◆ AVAILABLE DATA ◆
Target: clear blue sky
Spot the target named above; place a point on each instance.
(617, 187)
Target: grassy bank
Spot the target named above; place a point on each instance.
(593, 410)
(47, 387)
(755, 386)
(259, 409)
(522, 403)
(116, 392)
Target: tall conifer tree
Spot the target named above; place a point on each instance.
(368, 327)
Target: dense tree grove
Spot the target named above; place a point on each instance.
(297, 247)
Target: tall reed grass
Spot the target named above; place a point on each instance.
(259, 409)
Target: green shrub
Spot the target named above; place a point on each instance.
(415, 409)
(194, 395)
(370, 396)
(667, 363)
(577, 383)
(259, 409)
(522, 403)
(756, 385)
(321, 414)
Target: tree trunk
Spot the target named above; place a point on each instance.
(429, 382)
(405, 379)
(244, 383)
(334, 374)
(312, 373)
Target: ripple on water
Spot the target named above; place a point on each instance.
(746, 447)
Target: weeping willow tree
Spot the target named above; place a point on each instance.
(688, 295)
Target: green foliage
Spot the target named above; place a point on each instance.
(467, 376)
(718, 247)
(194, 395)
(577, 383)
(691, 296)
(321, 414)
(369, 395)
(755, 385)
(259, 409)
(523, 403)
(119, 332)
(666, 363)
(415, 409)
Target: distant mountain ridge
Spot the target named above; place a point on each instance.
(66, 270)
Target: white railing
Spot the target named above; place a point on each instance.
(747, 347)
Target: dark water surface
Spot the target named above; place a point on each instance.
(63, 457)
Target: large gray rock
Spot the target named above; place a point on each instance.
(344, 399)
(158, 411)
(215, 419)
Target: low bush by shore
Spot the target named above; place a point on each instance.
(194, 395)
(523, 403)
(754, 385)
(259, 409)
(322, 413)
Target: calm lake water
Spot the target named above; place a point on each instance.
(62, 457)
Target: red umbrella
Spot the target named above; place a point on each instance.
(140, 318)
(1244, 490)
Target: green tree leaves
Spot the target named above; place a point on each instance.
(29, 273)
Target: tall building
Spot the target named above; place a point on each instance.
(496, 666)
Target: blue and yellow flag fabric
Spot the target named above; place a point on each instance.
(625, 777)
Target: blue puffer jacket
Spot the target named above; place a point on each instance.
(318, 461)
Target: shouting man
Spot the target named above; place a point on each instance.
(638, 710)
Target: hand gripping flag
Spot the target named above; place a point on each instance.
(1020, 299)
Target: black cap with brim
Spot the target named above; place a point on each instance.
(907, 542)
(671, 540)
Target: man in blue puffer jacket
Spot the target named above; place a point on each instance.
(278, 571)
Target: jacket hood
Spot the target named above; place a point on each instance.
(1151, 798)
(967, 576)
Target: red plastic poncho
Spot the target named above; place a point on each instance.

◆ CHALLENGE ◆
Update the part of the lines that opens with the line containing "Target: blue and yellow flag fabric" and runs through the last line, replacing "blue puffer jacket" with "navy puffer jacket" and changing nothing else. Return only that part.

◆ EXERCISE RESPONSE ◆
Target: blue and yellow flag fabric
Spot the target named above; place a point on each instance.
(625, 777)
Target: navy puffer jacket
Spot the target named above; place a point on each instance.
(318, 461)
Target: shouting man
Spot the target named above; place a point on each instance.
(638, 710)
Target: hand gripping flag
Spot the target named above; place a point on each instance.
(1020, 299)
Target: black cap with brim
Spot the target named above; place a point on each instance.
(907, 542)
(671, 540)
Target: man in navy puffer jacket
Spot the target named above; place a point on each instance.
(278, 571)
Target: jacket hood
Spot the target named above; place a point on each instance.
(1151, 798)
(967, 576)
Target: red plastic poncho
Spot the target named above; place a point on each instance.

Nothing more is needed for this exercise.